──────── Excerpted data

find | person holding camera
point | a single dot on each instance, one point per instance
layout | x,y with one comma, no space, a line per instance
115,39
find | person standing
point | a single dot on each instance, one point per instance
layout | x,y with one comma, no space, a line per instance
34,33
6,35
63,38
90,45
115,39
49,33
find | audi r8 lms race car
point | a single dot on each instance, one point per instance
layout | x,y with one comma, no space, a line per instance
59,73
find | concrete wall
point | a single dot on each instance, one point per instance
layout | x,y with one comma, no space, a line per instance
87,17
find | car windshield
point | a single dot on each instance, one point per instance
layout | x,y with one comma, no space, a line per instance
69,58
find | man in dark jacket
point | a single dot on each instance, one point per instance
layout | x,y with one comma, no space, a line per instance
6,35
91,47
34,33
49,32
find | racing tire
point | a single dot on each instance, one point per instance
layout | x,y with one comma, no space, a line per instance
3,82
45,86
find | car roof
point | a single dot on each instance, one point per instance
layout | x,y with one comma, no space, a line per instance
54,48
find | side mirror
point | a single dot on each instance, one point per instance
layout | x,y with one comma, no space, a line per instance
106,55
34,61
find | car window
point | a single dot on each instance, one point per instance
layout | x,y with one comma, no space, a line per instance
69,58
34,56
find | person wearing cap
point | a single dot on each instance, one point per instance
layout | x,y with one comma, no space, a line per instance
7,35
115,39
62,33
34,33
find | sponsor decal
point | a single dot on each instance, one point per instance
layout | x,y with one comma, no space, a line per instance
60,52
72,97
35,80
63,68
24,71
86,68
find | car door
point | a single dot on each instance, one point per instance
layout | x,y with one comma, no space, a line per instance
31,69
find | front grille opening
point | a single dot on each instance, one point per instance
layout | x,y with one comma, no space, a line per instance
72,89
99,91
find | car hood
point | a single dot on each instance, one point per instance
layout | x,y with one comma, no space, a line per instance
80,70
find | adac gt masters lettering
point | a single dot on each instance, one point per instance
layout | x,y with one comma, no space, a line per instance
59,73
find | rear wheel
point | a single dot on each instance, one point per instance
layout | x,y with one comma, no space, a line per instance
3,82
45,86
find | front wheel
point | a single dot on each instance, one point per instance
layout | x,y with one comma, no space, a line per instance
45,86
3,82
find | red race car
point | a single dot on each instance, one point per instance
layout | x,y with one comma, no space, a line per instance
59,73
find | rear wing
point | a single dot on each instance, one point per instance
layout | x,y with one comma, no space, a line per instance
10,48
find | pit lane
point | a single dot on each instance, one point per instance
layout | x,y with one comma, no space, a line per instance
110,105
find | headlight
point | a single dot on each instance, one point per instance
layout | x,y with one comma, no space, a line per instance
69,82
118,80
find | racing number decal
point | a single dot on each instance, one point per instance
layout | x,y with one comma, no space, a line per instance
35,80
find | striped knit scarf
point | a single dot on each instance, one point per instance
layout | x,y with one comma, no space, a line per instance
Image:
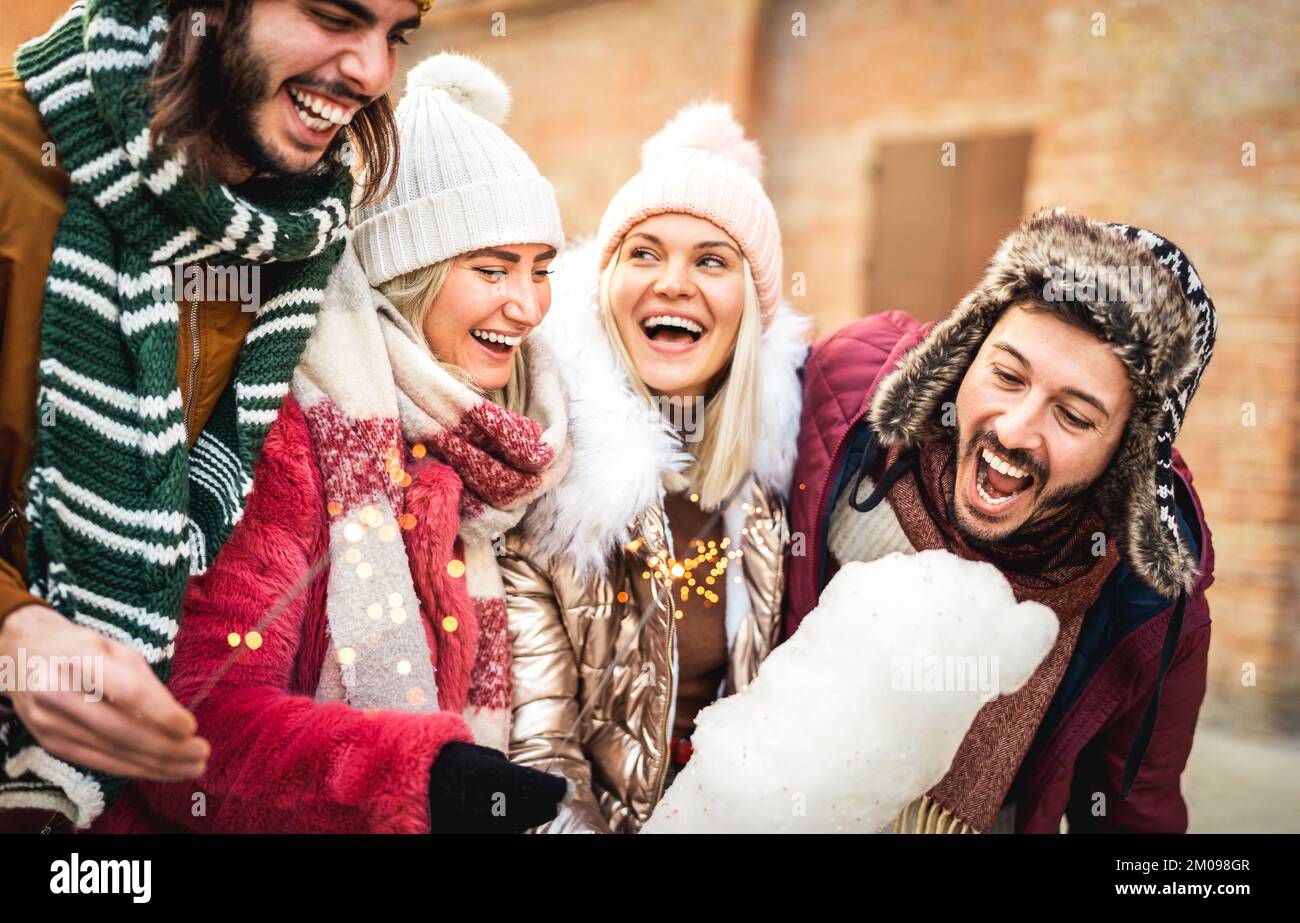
380,408
120,512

────────────────

» **Challenge**: Rewrite all the items above, changing every "one point per instance" to "one dot per instance" and keeping everything else the same. Leave out the pictures.

» **Correct result**:
find | person holding camera
point | a single dot on each instance, one dot per instance
layout | x,y with one comma, no space, a line per instance
115,39
find | person standing
point | a single dot on each instance, one dot per instance
layout | x,y with one comma, no space, a line per instance
34,33
6,35
63,38
90,45
115,39
49,33
find | audi r8 lms race car
point | a single dot on each instance, one dot per instance
layout | x,y with one comma, no space, a line per instance
59,73
find | concrete wall
point | a single dot on each instance, one dot per instance
layout | x,y with one comma, no space, a line per instance
87,17
find | car windshield
point | a single dot on each instance, one dot per instance
layout | x,y with one comma, no space, a line per instance
69,58
find | man in dark jacket
point | a single dot on each instance, one dot per instance
layout | x,y with one comma, no space, a line per instance
6,35
91,47
34,33
49,32
find | racing tire
point | a single dot on each instance, one dot per instance
layout | x,y with one comma, no space, a line per instance
3,82
45,86
find | car roof
point | a single dot on each instance, one dot per instance
layout | x,y with one comma, no space, a line per instance
54,48
find | side mirror
point | a single dot on each instance, one dot per instance
layout | x,y with one comma, no space, a line per instance
106,55
34,61
find | car window
point | a single dot on each instance, one dot per instance
layout | x,y with one comma, no space, a line per instance
69,58
34,56
find | person wearing cap
point | a single dot on each instance, one dot per instance
layout | x,y with one comma, no space, a line per instance
7,35
115,39
62,33
34,33
find | sponsor decal
point | a single dot on each instance, one dot per instance
layout | x,y with one comma, no space, a line per instance
60,52
72,97
35,80
63,68
24,71
86,68
find | car door
point | a single dot on each instance, one dot per instance
layout | x,y with one comma, no space, a line per instance
31,69
find | front grille opening
point | a single dot on each instance, one dot per instance
layout | x,y with one comma, no space, a line per instance
72,89
99,91
find | car hood
point | a single dot on each instance, one dot per instance
layout | x,y with one comma, no space, a line per instance
80,70
find | adac gt masters lettering
point | a single dot on each instance, one dot per instance
layout | x,y with one comma, no space, a line per instance
59,73
find | rear wheel
point | a single dot on each instance, one dot per instance
layout | x,y with one comma, no space, a line per instance
3,82
45,86
find | front wheel
point | a single dot on each instance, one dot per instance
layout | x,y with one comma, no space, a line per instance
45,86
3,82
find | red race car
point | a single dot on each instance, one dot per instance
layout | x,y with one comma, no space, a line per instance
59,73
find | rear wing
point | a single dot on each instance, one dot per instance
layout | x,y with one comma, no space, a line per instance
10,48
find | pit lane
point | a single dot on each instance, one dot per instance
layout | x,y with one comma, no space, a line per instance
110,105
find | headlight
point | a single dot on each instance, one dot per instance
layout | x,y with one comma, no space, a line per instance
69,82
118,80
find | racing number decal
point | a single dot on each instance, one dot per instance
layout | x,y with one comma, no space, a line per instance
35,80
find | striped knit scarf
point | a single dot on each instance, one dot per instance
layout | x,y with one comma, no space, a line per instance
Image:
380,408
120,512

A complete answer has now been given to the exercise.